Jensen to Sand Wash is ridiculously slow and windy. 
5 days may not cut it if the wind is cranking. Night floating wont help much as at low water the sand bars will be everywhere. I havent seen it below 10,000cfs but even at that level the river was wide and shallow. We had a barge with a motor get pushed upstream several times by the wind. We also saw 6 foot whitecaps blowing UP stream, not conducive to downstream travel.


This will be the worst part of your trip, unless you count the inevitable Wild Turkey poisoning. Have fun, maybe I can be unemployed by then.... I figure 56 days equates to 616 beers and six 1/2 gallon jugs of Wild Turkey per individual. Add in an extra amount of tums and Aleve....


scott


----------



## Randaddy (Jun 8, 2007)

Thanks Scott. We may have to use Kjirsten's truck for a little scout below Jensen, as the flow will be much lower than 10k. 

Has anyone run this section at low water?


----------



## dgosn (Sep 8, 2006)

Google-Earth will tell you all you need, overlay topo lines, or rather line, and that lays all the cards on the table. I think i remember you saying no motors, but if there was ever a western river where a little petrochemical push would be nice this section is it....

scott


----------



## TakemetotheRiver (Oct 4, 2007)

I can't come the day before; my district has a strict rule against taking days off immediately before or after a holiday. I can easily meet you at the B section though. Grab a campsite shortly after the putin for the B (I think the best one is Big Cottonwoods - you sign up for one at the putin for B- I'll check the campsite map there to find you- there's no camping on the A section) and I'll meet you there early the morning of the 21st- yay, another all night drive to Flaming Gorge through Price- Home of the Creepiest Power Plant in the World.

## REQUEST
In the river trip thread, what was pushed upstream several times by the wind?

Dataset rows on where objects appear
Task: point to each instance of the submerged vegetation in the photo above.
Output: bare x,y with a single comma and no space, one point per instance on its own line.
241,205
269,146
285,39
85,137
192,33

## THE SOLUTION
A barge with a motor.